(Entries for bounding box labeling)
— start —
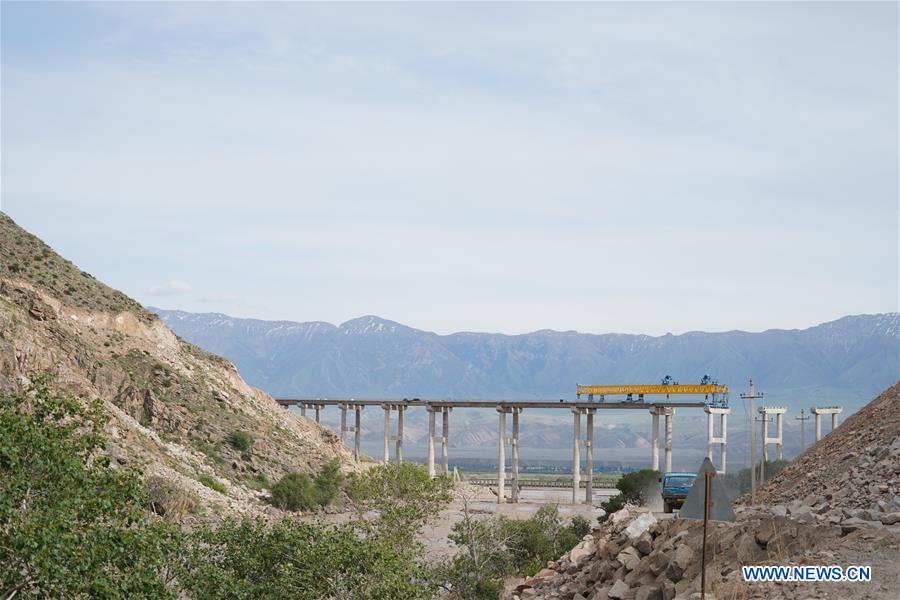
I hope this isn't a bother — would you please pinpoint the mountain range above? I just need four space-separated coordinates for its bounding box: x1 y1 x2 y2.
151 308 900 465
152 308 900 403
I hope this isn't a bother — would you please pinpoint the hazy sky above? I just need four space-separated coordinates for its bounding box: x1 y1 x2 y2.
2 2 900 334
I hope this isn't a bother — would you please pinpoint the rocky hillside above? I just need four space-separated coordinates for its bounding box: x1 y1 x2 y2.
505 383 900 600
0 213 350 516
757 383 900 522
153 309 900 412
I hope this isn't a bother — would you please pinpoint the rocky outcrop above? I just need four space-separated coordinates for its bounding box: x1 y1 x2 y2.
506 507 900 600
0 214 357 518
743 383 900 528
507 385 900 600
— end —
Task details — Copy out all of the records above, requests included, but leave out the pictures. Shift every bounding box coordinate in the answers by -105.

Finished answer —
I hope this isn't a bother — would you please pinpoint the mountain range above? I just need four space-separated coordinates for its bounding box: x1 y1 x2 y2.
46 203 795 360
47 203 795 298
I hope this isn't a bother — would you please pinpoint the hazy sky above? I just need four space-separated coordinates for its bounding box: x1 y1 x2 y2.
-103 -103 795 229
I hope this isn't a bother — would you please pinpoint the rocky hillside above? I just need four space-separated coordinates for its bounding box: x1 y1 x2 y2.
400 278 795 495
-105 108 245 411
652 278 795 417
48 204 795 307
I hope this isn't a bother — would you please pinpoint the rocky outcrop above? I just need four space-separated coordinates for its bounding box: x1 y1 x2 y2.
401 402 795 495
-105 109 252 413
638 278 795 423
402 280 795 495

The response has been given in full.